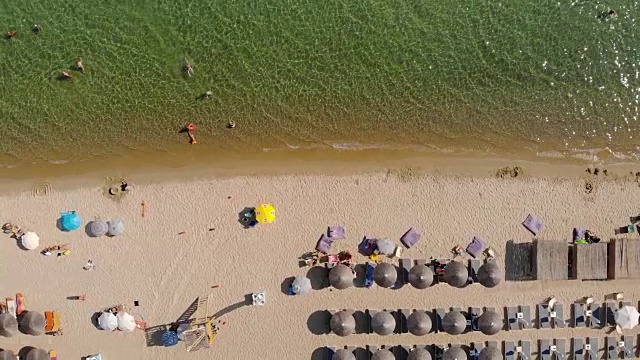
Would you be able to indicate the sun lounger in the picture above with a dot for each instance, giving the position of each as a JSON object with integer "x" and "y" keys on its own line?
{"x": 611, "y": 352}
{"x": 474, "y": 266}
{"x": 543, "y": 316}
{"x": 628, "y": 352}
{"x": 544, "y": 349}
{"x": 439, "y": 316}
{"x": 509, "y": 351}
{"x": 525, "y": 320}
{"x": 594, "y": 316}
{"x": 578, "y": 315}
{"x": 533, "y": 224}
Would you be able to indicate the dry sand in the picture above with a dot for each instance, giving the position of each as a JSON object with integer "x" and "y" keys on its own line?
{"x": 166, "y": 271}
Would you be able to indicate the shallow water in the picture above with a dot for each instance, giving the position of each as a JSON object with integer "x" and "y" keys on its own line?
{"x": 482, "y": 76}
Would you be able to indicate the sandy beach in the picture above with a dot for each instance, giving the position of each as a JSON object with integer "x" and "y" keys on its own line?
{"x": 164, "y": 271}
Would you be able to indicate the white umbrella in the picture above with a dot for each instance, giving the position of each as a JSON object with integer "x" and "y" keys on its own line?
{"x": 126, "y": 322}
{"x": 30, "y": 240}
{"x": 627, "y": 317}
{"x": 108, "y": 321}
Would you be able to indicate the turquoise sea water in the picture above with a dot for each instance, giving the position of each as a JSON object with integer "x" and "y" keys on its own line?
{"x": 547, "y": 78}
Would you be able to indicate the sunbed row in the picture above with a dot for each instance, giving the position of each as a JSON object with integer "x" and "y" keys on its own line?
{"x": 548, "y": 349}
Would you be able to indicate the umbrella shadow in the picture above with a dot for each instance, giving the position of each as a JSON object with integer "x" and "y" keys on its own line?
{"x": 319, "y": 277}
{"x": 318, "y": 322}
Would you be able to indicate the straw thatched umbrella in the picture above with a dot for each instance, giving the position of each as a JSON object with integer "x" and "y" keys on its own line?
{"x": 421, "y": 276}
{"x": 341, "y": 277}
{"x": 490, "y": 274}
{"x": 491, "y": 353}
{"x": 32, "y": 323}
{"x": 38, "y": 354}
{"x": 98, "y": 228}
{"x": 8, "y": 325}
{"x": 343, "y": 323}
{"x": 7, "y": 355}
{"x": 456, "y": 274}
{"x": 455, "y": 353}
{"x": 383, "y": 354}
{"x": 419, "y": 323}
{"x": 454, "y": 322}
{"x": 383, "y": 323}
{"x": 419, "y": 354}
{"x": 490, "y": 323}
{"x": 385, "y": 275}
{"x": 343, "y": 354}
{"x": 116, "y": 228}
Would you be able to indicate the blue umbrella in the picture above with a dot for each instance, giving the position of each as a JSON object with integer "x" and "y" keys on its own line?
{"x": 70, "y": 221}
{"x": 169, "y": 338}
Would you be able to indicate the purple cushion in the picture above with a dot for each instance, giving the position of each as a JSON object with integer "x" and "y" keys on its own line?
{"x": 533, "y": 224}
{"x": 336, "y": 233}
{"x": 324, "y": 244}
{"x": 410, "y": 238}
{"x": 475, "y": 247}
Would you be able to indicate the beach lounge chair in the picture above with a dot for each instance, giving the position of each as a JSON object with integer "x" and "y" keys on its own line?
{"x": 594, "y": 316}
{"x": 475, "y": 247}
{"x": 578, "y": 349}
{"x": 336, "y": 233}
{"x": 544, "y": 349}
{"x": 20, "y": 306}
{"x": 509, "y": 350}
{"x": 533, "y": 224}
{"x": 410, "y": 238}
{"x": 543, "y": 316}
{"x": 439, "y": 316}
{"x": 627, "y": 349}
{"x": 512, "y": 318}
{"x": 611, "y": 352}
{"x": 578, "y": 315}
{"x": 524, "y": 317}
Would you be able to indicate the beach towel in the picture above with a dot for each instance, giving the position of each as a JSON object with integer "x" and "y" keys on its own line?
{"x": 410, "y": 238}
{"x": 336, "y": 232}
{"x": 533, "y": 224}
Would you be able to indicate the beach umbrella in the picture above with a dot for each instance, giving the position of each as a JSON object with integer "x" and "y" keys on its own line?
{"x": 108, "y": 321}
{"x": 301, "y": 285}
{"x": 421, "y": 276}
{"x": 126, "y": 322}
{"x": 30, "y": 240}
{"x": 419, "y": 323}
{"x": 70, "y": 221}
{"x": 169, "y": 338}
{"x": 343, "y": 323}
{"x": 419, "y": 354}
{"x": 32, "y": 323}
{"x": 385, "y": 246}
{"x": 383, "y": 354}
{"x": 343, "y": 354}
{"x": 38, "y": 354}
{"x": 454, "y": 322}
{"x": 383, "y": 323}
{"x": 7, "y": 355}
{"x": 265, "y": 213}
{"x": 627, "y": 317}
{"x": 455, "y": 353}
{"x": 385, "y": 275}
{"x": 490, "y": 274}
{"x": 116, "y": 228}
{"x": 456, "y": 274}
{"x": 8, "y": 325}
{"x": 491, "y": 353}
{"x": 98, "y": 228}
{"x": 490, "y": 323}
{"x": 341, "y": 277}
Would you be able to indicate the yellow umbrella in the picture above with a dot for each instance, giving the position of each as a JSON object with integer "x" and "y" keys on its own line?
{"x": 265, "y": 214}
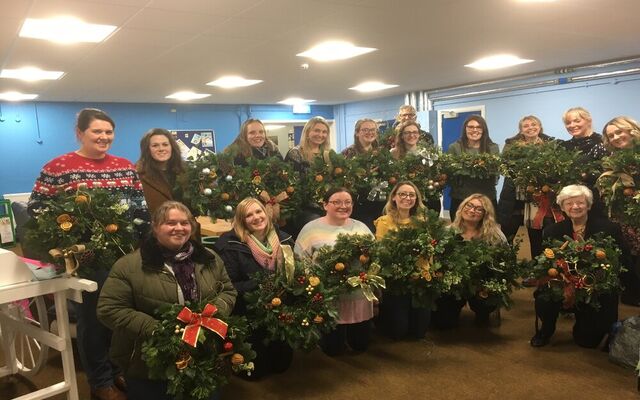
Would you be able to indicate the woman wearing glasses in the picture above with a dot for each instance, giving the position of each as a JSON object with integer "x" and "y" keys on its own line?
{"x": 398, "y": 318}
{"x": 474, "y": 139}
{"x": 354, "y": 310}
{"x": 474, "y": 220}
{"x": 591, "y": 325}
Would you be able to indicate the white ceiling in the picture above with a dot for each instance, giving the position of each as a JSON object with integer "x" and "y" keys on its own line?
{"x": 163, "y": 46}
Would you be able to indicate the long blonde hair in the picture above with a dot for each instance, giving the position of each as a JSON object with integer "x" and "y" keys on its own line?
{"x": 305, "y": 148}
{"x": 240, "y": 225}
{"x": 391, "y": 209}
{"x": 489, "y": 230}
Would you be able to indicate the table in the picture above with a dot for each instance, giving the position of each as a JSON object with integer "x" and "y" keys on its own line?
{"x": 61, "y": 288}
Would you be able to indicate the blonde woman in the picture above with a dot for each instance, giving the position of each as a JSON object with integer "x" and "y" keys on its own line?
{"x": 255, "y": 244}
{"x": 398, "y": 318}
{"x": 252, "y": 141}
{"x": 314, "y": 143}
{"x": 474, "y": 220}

•••

• **Required action**
Every line above should be transcribed exactly, though no image should be carried over.

• **Answer for this exercise**
Would you be able to indicate the sun lounger in the picture above with a dot for each instance, giving the position of each as a JSON object with integer "x" and "y" keys on its own line?
{"x": 611, "y": 352}
{"x": 474, "y": 266}
{"x": 543, "y": 316}
{"x": 628, "y": 352}
{"x": 544, "y": 349}
{"x": 439, "y": 316}
{"x": 509, "y": 351}
{"x": 525, "y": 320}
{"x": 594, "y": 316}
{"x": 578, "y": 315}
{"x": 533, "y": 224}
Would you be able to indicate the dry sand in the picture above with a dot for each instance, giving the position of each as a JSON object with integer "x" and "y" keys on its own line?
{"x": 166, "y": 271}
Would you be able to indicate the shallow water in the picture above with a dot for each instance, giving the position of each as a JSON object with integer "x" and "y" keys on its own line?
{"x": 482, "y": 76}
Would you be able to indicate the sandy beach in the picture above with a dot for each instance, giving the position of each as a JSON object with integer "x" and "y" keys on its own line?
{"x": 164, "y": 271}
Would you be able to indicate the white umbrella in the picture above with a dot for each instance, giving the position of each as a JSON object with integer "x" and "y" keys on its own line?
{"x": 126, "y": 322}
{"x": 30, "y": 240}
{"x": 627, "y": 317}
{"x": 108, "y": 321}
Would you be able to indicate the turquoise sea water in the picture above with a dot for each instance, giving the position of each as a JSON object with integer "x" and "y" keys on its own line?
{"x": 547, "y": 78}
Would you be able to indicate the sunbed row in the picture above with a dot for each instance, giving the position of each as a JSON object with integer "x" and "y" keys on its own line?
{"x": 548, "y": 349}
Would you be able to indicate the umbrella shadow in the picture above with a dot for each instance, giving the position of each as a JSON object with integer "x" and "y" keys on its own line?
{"x": 319, "y": 277}
{"x": 318, "y": 322}
Would you be able to indicate the straw thatched umbrella in the picture above with a dot for each instance, giving the position of each as a JSON object with integer "x" and "y" keys on its own line?
{"x": 421, "y": 276}
{"x": 341, "y": 277}
{"x": 490, "y": 274}
{"x": 491, "y": 353}
{"x": 32, "y": 323}
{"x": 38, "y": 354}
{"x": 98, "y": 228}
{"x": 8, "y": 325}
{"x": 343, "y": 323}
{"x": 7, "y": 355}
{"x": 456, "y": 274}
{"x": 455, "y": 353}
{"x": 383, "y": 354}
{"x": 419, "y": 323}
{"x": 454, "y": 322}
{"x": 383, "y": 323}
{"x": 419, "y": 354}
{"x": 490, "y": 323}
{"x": 385, "y": 275}
{"x": 343, "y": 354}
{"x": 116, "y": 228}
Would you be able to indicate the blue umbrella in the picture above with a dot for each instance, giving the position of each as a JSON object with integer "x" and "y" keys on its own line?
{"x": 70, "y": 221}
{"x": 169, "y": 338}
Would you be able to indicate the purple cushion in the picture above with a dot for each instance, giving the position of each as a JSON object with integer "x" and "y" keys on its own line?
{"x": 533, "y": 224}
{"x": 336, "y": 233}
{"x": 324, "y": 244}
{"x": 410, "y": 238}
{"x": 475, "y": 247}
Would you be able to indicate the beach lounge chair in the picture above with a dot for each instance, giving the position of each as a JSON object with integer "x" and "y" keys on its own line?
{"x": 594, "y": 316}
{"x": 475, "y": 247}
{"x": 578, "y": 349}
{"x": 336, "y": 233}
{"x": 544, "y": 349}
{"x": 20, "y": 306}
{"x": 509, "y": 350}
{"x": 533, "y": 224}
{"x": 410, "y": 238}
{"x": 543, "y": 316}
{"x": 439, "y": 316}
{"x": 627, "y": 349}
{"x": 512, "y": 318}
{"x": 611, "y": 352}
{"x": 578, "y": 315}
{"x": 524, "y": 317}
Would you be able to indicate the beach towel in the picture above with a dot for each instance, giving the position of each as a JSON object with integer "x" and "y" keys on its own line?
{"x": 410, "y": 238}
{"x": 336, "y": 232}
{"x": 533, "y": 224}
Would you be able to indicate the beach umbrella in the picture above with a dot for each instance, giving the position of each as a JSON object with integer "x" and "y" keys on its own line?
{"x": 108, "y": 321}
{"x": 301, "y": 285}
{"x": 421, "y": 276}
{"x": 126, "y": 322}
{"x": 30, "y": 240}
{"x": 419, "y": 323}
{"x": 70, "y": 221}
{"x": 169, "y": 338}
{"x": 343, "y": 323}
{"x": 419, "y": 354}
{"x": 32, "y": 323}
{"x": 385, "y": 246}
{"x": 383, "y": 354}
{"x": 343, "y": 354}
{"x": 38, "y": 354}
{"x": 454, "y": 322}
{"x": 383, "y": 323}
{"x": 7, "y": 355}
{"x": 265, "y": 213}
{"x": 627, "y": 317}
{"x": 455, "y": 353}
{"x": 385, "y": 275}
{"x": 490, "y": 274}
{"x": 116, "y": 228}
{"x": 456, "y": 274}
{"x": 8, "y": 325}
{"x": 491, "y": 353}
{"x": 98, "y": 228}
{"x": 490, "y": 323}
{"x": 341, "y": 277}
Would you be able to indicate the yellow umbrella in the picture above with a dot for each instance, giving the position of each as a JSON object with integer "x" and "y" keys on its own line?
{"x": 265, "y": 214}
Would you be able to indicate the woman wearing glasses in the picture above with a dot for each instance, giving the position of each as a JSON object with integer "x" and "y" keys on its own line?
{"x": 398, "y": 318}
{"x": 474, "y": 139}
{"x": 354, "y": 310}
{"x": 474, "y": 220}
{"x": 591, "y": 325}
Would you be able to indicate the white ceiling in the picture above with a dot for each instance, giving the position of each as a JSON object with integer "x" and "y" keys on its own line?
{"x": 163, "y": 46}
Would you be able to indicate the long blonde hair in the picture above with a dot for each instance, giving the position of each as a JSON object with integer "x" and "y" keys on its own line?
{"x": 305, "y": 148}
{"x": 240, "y": 225}
{"x": 391, "y": 209}
{"x": 489, "y": 230}
Would you be able to indicate the table in the picture above with a dot for each instance, giving the position of each as a JSON object with integer "x" and "y" keys on its own line?
{"x": 61, "y": 288}
Would you be able to indicate the blonde woman in the picture above with a dot for each instance, giving the position of each as a JSON object with integer "x" and "y" keys on its own line?
{"x": 255, "y": 244}
{"x": 398, "y": 318}
{"x": 252, "y": 141}
{"x": 314, "y": 143}
{"x": 474, "y": 220}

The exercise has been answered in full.